(REQUIRED WORK) Decide whether each statement agrees with the abstract on METTL3 and cerebral AVM below. (a) METTL3 expression was higher in the larger cerebral AVM tissues. (b) Blocking the Notch pathway with DAPT restored the phenotype of METTL3-deficient endothelial cells. (c) MeRIP-seq was the method used to identify METTL3 as a differentially expressed gene. For each, answer yes or no and quote the words of the abstract that decide it.

BACKGROUND:Cerebral arteriovenous malformation (AVM) is a serious life-threatening congenital cerebrovascular disease. Specific anatomical features, such as nidus size, location, and venous drainage, have been validated to affect treatment outcomes. Until recently, molecular biomarkers and corresponding molecular mechanism related to anatomical features and treatment outcomes remain unknown. METHODS: RNA N6-methyladenosine (m6A) Methyltransferase METTL3 was identified as a differentially expressed gene in groups with different lesion sizes by analyzing the transcriptome sequencing (RNA-seq) data. Tube formation and wound healing assays were performed to investigate the effect of METTL3 on angiogenesis. In addition, Methylated RNA Immunoprecipitation Sequencing technology (MeRIP-seq) was performed to screen downstream targets of METTL3 in endothelial cells and to fully clarify the specific underlying molecular mechanisms affecting the phenotype of cerebral AVM. RESULTS: In the current study, we found that the expression level of METTL3 was reduced in the larger pathological tissues of cerebral AVMs. Moreover, knockdown of METTL3 significantly affected angiogenesis of the human endothelial cells. Mechanistically, down-regulation of METTL3 reduced the level of heterodimeric Notch E3 ubiquitin ligase formed by DTX1 and DTX3L, thereby continuously activating the Notch signaling pathway. Ultimately, the up-regulated downstream genes of Notch signaling pathway dramatically affected the angiogenesis of endothelial cells. In addition, we demonstrated that blocking Notch pathway with DAPT could restore the phenotype of METTL3 deficient endothelial cells. CONCLUSIONS: Our findings revealed the mechanism by which m6A modification regulated the angiogenesis and might provide potential biomarkers to predict the outcome of treatment, as well as provide suitable pharmacological targets for preventing the formation and progression of cerebral AVM.

(PROVIDED INFORMATION)
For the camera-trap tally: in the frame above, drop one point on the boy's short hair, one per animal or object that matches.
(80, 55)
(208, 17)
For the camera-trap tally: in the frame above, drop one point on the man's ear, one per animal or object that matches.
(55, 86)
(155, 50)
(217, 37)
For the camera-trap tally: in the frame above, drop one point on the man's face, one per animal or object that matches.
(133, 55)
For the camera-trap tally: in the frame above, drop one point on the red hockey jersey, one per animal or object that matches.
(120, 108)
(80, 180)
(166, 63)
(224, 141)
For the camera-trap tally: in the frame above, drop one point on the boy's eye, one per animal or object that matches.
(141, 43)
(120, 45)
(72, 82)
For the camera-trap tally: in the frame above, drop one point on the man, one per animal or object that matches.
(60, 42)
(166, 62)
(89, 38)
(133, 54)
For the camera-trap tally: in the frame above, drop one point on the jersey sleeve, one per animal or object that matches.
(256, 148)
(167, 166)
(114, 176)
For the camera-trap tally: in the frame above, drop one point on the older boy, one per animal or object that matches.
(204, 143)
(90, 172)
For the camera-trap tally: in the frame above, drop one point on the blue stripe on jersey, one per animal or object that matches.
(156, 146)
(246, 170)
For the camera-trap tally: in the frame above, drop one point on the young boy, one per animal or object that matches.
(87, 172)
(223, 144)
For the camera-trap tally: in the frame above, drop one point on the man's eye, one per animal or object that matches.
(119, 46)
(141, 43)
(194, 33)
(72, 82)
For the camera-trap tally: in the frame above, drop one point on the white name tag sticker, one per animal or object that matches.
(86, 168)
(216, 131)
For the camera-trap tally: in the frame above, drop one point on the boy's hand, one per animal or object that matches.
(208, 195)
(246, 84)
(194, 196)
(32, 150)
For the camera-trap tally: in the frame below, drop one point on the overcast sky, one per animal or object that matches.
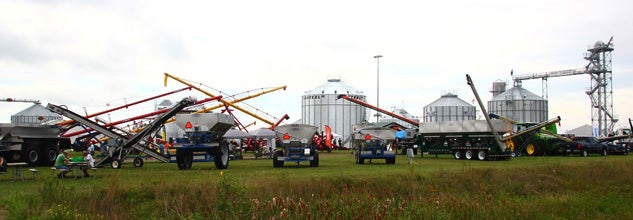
(90, 54)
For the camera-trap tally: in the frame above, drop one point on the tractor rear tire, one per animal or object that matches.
(457, 155)
(469, 155)
(138, 162)
(116, 164)
(221, 156)
(482, 155)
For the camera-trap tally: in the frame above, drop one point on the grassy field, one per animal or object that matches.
(432, 188)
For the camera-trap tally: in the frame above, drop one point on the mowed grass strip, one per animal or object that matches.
(439, 188)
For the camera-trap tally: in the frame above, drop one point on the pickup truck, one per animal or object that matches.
(584, 146)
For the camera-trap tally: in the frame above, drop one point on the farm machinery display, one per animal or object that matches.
(121, 145)
(203, 141)
(373, 143)
(33, 144)
(296, 145)
(544, 141)
(476, 139)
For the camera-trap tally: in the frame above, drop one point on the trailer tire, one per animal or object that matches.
(116, 164)
(179, 159)
(32, 155)
(482, 155)
(188, 159)
(315, 159)
(391, 160)
(51, 155)
(138, 162)
(276, 162)
(584, 153)
(359, 158)
(221, 155)
(469, 154)
(457, 155)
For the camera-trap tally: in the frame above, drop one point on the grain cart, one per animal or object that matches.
(296, 145)
(203, 141)
(473, 139)
(372, 143)
(31, 143)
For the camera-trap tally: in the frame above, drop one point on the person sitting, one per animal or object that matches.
(61, 162)
(91, 163)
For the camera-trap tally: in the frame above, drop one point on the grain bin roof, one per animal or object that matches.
(449, 99)
(516, 93)
(333, 86)
(37, 110)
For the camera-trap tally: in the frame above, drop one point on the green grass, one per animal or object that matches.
(432, 188)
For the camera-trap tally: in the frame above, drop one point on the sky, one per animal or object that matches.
(94, 55)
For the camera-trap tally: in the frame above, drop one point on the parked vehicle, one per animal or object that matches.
(584, 146)
(296, 145)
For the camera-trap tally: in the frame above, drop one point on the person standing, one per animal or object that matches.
(91, 163)
(409, 153)
(61, 162)
(91, 149)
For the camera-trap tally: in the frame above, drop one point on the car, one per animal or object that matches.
(617, 149)
(583, 146)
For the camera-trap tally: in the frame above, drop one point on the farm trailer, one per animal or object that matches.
(33, 144)
(203, 140)
(296, 145)
(372, 143)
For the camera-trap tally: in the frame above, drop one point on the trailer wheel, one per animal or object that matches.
(32, 155)
(315, 159)
(51, 155)
(3, 165)
(391, 160)
(469, 154)
(457, 154)
(221, 155)
(188, 160)
(180, 159)
(359, 159)
(138, 162)
(116, 164)
(276, 162)
(482, 155)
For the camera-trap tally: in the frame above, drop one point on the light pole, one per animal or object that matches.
(377, 85)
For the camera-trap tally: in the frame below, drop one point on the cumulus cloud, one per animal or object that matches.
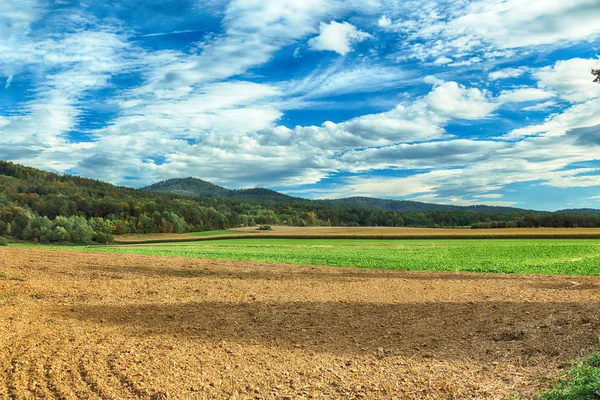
(524, 95)
(207, 109)
(570, 79)
(507, 73)
(337, 37)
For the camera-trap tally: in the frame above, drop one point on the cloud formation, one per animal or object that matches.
(429, 100)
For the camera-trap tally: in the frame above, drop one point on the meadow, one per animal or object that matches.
(523, 256)
(403, 308)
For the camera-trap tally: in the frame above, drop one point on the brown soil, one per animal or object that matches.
(81, 325)
(396, 231)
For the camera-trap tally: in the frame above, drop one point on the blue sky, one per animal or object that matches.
(458, 102)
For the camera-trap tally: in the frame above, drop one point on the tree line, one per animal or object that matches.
(47, 207)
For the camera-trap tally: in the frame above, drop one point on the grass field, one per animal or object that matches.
(524, 256)
(82, 324)
(366, 233)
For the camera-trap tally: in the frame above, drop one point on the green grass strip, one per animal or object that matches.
(581, 383)
(522, 256)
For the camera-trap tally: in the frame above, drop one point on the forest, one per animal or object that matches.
(45, 207)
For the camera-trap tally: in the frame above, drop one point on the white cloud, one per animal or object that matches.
(456, 101)
(541, 106)
(524, 95)
(570, 79)
(442, 61)
(490, 29)
(342, 78)
(514, 23)
(579, 116)
(384, 22)
(507, 73)
(337, 37)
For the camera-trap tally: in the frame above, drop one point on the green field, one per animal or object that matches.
(530, 256)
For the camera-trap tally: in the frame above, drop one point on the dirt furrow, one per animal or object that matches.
(109, 327)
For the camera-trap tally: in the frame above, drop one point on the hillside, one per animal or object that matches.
(193, 187)
(42, 206)
(415, 206)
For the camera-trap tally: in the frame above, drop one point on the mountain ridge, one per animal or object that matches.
(208, 189)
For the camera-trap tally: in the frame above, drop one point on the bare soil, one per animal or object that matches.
(99, 326)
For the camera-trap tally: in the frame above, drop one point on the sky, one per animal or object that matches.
(445, 101)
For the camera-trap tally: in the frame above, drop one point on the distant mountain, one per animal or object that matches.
(189, 187)
(580, 211)
(193, 187)
(411, 206)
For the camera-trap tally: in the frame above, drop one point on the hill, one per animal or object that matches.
(193, 187)
(42, 206)
(580, 211)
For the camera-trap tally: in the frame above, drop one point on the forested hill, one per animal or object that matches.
(580, 211)
(193, 187)
(42, 206)
(415, 206)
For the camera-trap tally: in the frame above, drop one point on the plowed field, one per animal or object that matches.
(102, 326)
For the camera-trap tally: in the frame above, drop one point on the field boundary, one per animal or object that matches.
(361, 237)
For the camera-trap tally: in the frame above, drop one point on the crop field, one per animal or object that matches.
(526, 256)
(263, 318)
(366, 232)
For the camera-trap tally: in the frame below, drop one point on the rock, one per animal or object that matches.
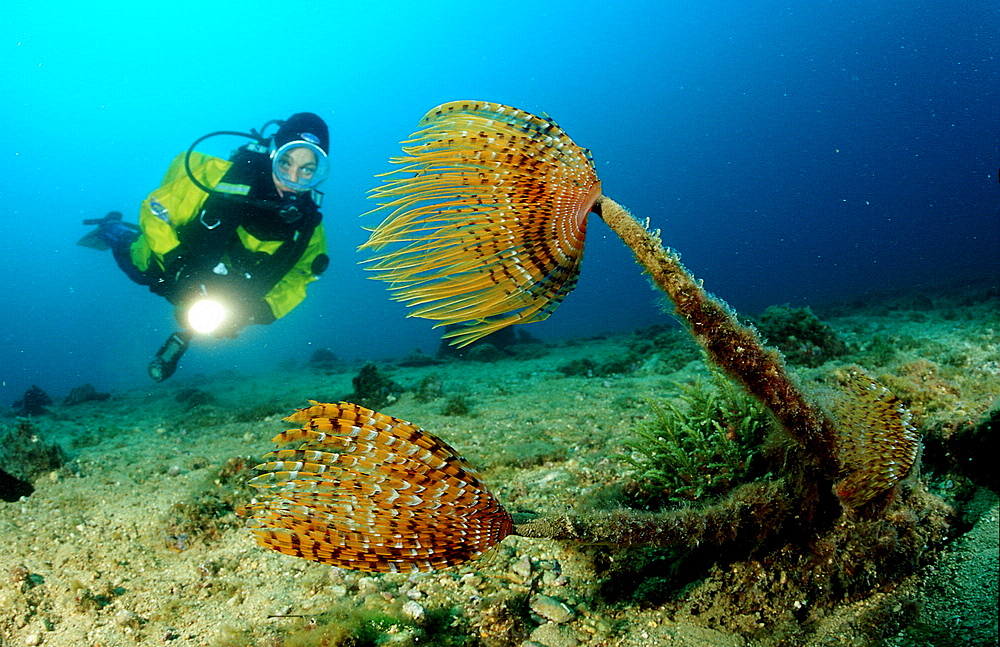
(551, 609)
(85, 393)
(414, 611)
(34, 402)
(554, 635)
(522, 569)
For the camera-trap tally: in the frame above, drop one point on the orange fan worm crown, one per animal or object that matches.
(488, 218)
(370, 492)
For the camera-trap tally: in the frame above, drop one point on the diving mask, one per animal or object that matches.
(300, 164)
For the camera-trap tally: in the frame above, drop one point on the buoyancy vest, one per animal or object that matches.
(238, 241)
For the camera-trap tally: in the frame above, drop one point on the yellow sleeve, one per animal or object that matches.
(291, 289)
(173, 204)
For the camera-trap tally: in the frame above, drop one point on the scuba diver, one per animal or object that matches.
(228, 243)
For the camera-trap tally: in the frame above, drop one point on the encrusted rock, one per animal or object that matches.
(551, 609)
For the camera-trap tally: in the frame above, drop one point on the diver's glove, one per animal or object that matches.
(111, 232)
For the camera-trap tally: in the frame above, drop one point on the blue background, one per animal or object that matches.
(792, 152)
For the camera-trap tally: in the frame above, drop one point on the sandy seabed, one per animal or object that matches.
(133, 541)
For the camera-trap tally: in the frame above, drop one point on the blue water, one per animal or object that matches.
(791, 152)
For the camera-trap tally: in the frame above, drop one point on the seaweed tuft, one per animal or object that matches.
(698, 447)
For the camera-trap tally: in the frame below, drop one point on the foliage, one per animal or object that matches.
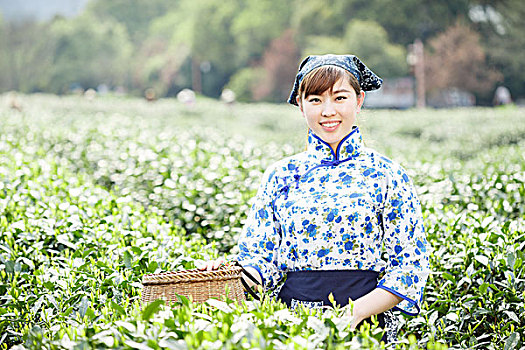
(503, 42)
(94, 194)
(370, 42)
(88, 52)
(171, 45)
(460, 51)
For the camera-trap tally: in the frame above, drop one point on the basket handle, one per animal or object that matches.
(245, 285)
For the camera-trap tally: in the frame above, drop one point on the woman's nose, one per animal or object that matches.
(328, 109)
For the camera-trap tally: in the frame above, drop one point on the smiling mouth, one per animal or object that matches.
(332, 125)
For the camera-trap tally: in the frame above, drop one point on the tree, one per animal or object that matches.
(25, 56)
(456, 58)
(503, 27)
(88, 52)
(280, 64)
(135, 15)
(367, 40)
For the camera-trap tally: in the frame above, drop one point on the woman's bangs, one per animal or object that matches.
(320, 80)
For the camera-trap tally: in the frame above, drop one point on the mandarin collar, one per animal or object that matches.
(349, 147)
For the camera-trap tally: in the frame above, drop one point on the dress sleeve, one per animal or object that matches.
(405, 243)
(261, 237)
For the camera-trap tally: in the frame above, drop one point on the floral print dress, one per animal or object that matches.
(353, 209)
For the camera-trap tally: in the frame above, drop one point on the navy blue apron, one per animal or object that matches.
(312, 288)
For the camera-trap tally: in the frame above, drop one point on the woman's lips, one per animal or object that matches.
(330, 126)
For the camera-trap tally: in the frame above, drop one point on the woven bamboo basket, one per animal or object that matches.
(195, 284)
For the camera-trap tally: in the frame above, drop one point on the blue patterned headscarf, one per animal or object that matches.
(367, 79)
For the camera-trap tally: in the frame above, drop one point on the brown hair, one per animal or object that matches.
(323, 78)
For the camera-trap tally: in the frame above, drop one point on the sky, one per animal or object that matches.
(41, 10)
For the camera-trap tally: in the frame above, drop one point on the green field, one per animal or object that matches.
(96, 193)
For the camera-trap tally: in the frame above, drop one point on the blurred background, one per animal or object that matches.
(435, 53)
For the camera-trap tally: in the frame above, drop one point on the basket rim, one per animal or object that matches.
(192, 276)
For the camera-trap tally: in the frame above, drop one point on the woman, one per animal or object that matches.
(339, 218)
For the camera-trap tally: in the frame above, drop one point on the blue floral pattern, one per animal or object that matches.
(352, 209)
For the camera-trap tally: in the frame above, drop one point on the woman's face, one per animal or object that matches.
(332, 115)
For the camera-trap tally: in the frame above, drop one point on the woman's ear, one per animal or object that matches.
(360, 100)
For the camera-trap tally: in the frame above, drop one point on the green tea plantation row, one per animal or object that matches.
(95, 194)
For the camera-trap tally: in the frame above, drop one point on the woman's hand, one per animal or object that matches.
(377, 301)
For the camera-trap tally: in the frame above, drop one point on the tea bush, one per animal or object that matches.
(95, 194)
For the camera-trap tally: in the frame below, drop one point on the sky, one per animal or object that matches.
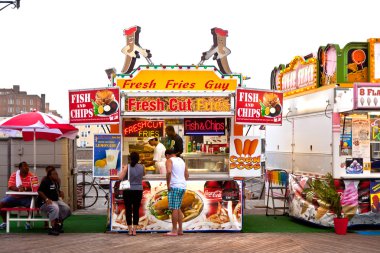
(50, 47)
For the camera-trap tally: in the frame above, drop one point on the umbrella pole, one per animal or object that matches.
(34, 150)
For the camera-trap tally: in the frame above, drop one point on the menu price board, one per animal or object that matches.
(206, 205)
(107, 155)
(201, 126)
(258, 107)
(245, 156)
(94, 106)
(143, 128)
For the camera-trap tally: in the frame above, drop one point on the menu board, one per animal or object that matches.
(202, 126)
(94, 106)
(143, 128)
(258, 107)
(106, 155)
(206, 205)
(245, 156)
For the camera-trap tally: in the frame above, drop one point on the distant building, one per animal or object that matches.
(86, 134)
(13, 102)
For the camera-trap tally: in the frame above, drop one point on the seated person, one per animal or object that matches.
(49, 194)
(18, 181)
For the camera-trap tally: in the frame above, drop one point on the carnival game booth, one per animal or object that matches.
(331, 115)
(198, 101)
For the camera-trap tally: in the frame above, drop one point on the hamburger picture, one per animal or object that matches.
(191, 206)
(104, 103)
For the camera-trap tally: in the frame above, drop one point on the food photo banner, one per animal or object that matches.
(206, 206)
(107, 155)
(143, 128)
(177, 104)
(94, 106)
(245, 156)
(258, 107)
(201, 126)
(366, 96)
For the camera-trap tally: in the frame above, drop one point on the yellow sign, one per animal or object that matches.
(161, 79)
(177, 104)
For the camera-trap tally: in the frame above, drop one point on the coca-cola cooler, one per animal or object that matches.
(212, 205)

(FINISHED TASK)
(a) No: "the expression level of METTL3 was reduced in the larger pathological tissues of cerebral AVMs"
(b) Yes: "blocking Notch pathway with DAPT could restore the phenotype of METTL3 deficient endothelial cells"
(c) No: "METTL3 was identified as a differentially expressed gene in groups with different lesion sizes by analyzing the transcriptome sequencing (RNA-seq) data"